Evan enjoying a popsicle


Alex relaxing watching Mickey Mouse Clubhouse




Alex fell asleep eating


Evan enjoying his cereal

Sunday, May 12, 2013

Two Blessings

My Mom and I have had our ups and downs like most Mothers and Daughters do. We may not always agree or see eye to eye on things, but one thing is for certain: Love. There is no love like a Mother's love and I am learning that as I go along in my journey as a Mother to my two sons.

Motherhood is hard....plain and simple. I keep saying over and over that it is the hardest job I have ever had, but with that the reward is the greatest. Seeing them happy and content warms my heart, hearing them laugh and play makes me smile. I love their hugs and kisses and cuddles.

I never thought in my lifetime I would be blessed with twins. It's been a rough journey, but seeing them together, making each other laugh and knowing they will always have each other is very comforting as their mother.

I have mixed feelings on a lot of things that have happened along the way, but one thing is for certain: I would not trade my life for anything. I love Alex and Evan so much and they are each a perfect mix of both Eric and I. They are beautiful little boys who are full of energy and full of love and I am so proud and so happy to be their Mother. They are and always will be my two blessings.

────────

WORK INSTRUCTIONS:
• A. In the Two Blessings post, what are the names of the writer's twin sons?
• B. Condense the paragraph of the Two Blessings post beginning "Motherhood is hard" into one or two sentences, keeping its main facts.
• C. Write a continuation of the Two Blessings post, starting after its final sentence.
The entries that come next are separate material, apart from the Two Blessings post.

SUPPLIED RECORDS:
────────

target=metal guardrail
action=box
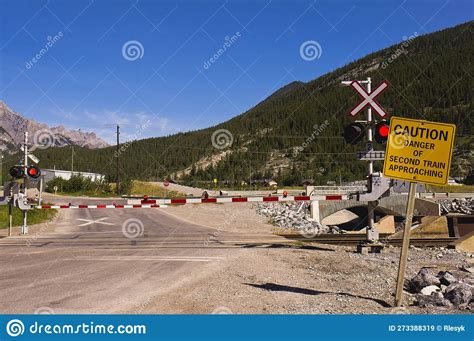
[313,185,367,194]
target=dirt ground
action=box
[129,204,474,314]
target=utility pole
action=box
[20,131,28,235]
[115,124,120,194]
[71,146,74,176]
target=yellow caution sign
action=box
[383,117,456,185]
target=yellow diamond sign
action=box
[383,117,456,185]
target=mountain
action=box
[4,21,474,185]
[0,100,108,152]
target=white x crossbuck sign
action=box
[349,81,389,118]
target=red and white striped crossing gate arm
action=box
[34,195,348,209]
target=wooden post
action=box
[395,182,416,307]
[8,199,13,237]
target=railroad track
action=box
[279,234,458,247]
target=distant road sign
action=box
[357,150,385,161]
[383,117,456,185]
[349,81,389,118]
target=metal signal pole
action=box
[116,124,120,194]
[20,131,28,234]
[366,77,378,242]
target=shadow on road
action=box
[242,243,336,252]
[243,283,392,308]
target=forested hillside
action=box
[4,21,474,185]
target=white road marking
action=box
[77,217,115,227]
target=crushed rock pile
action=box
[257,202,340,235]
[405,268,474,310]
[438,198,474,214]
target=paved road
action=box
[0,199,277,313]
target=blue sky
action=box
[0,0,474,142]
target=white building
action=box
[41,169,105,183]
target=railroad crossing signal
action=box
[26,166,41,179]
[374,120,390,144]
[349,80,389,118]
[8,166,25,179]
[9,165,41,180]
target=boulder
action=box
[416,291,453,308]
[444,282,472,307]
[420,285,441,296]
[407,268,441,293]
[438,271,458,286]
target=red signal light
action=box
[26,166,41,179]
[379,125,389,137]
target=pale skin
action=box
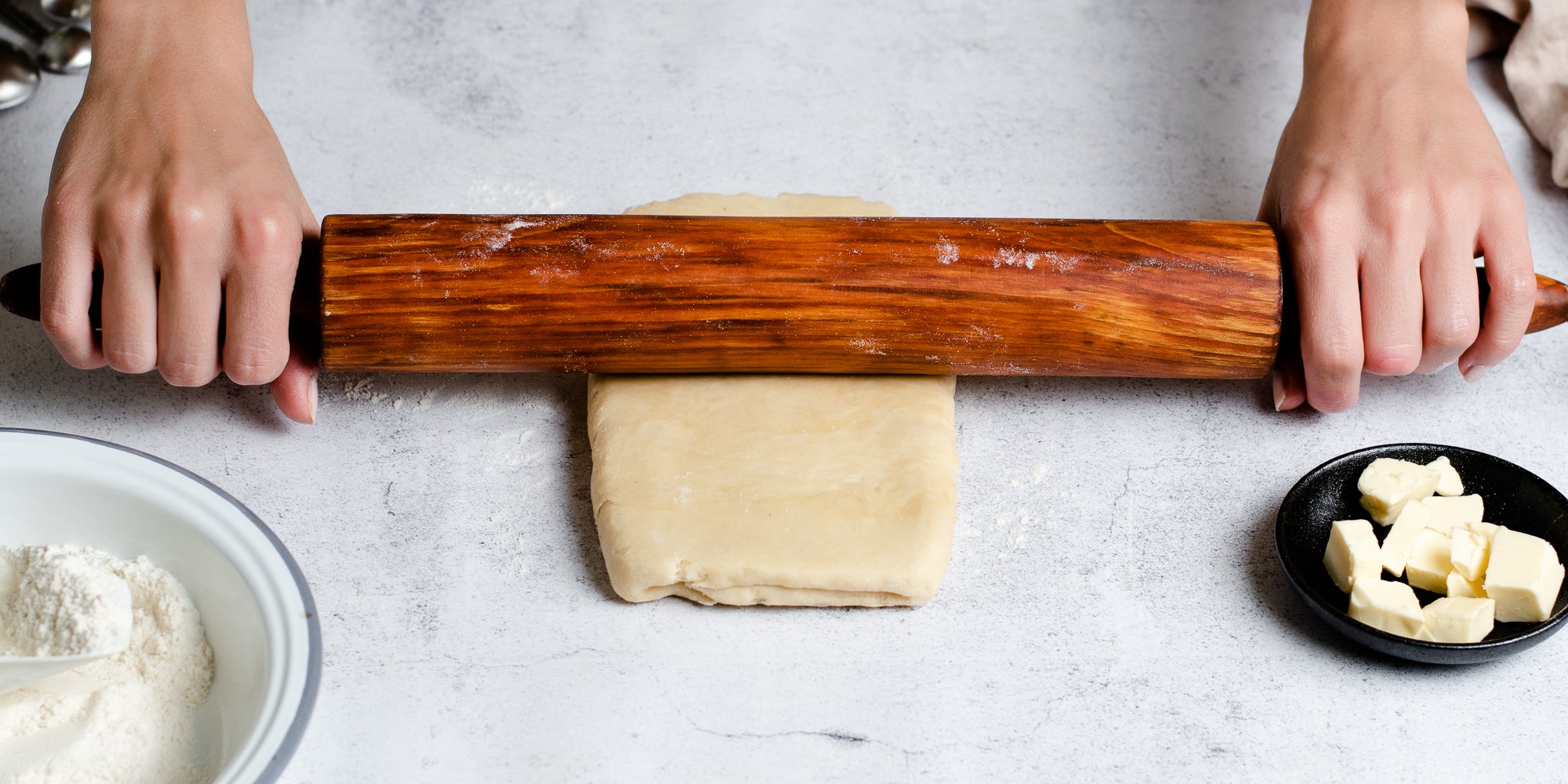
[41,0,1535,423]
[1259,0,1535,411]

────────

TASK-BY-TASK OUTPUTS:
• A. Alex and Evan.

• B. Motherhood is the hardest job the writer has ever had, but also the most rewarding. Seeing the boys happy, hearing them laugh and play, and receiving their hugs, kisses and cuddles bring the writer joy.

• C.
July 21, 2010 - Alex and Evan at 5 days old
 

May 12, 2013 - Evan and Alex Today

 



Friday, May 10, 2013

Photo Friday

Alex enjoying the spring weather

Evan killing time waiting for the bus to come

Friday, May 3, 2013

Photo Friday

 Yesterday Alex and Evan had their first official Ice Cream CONE.
It went over just as I expected - VERY WELL!




Wednesday, May 1, 2013

Be Proud of My Son

It’s been 63 days since Alex completed his four month therapy program at Euro-Peds and it’s been 63 days without therapy for him. As usual, there were “issues” with the paperwork for our secondary insurance that put us on hold for this long. I mean issues as in human error if you catch my drift. There is nothing more frustrating for me as a parent of a child who NEEDS this therapy to have to sit and wait for people to do their job. There is no excuse for it to take this long, and I wish I had other options, but I don’t… so I sit and wait.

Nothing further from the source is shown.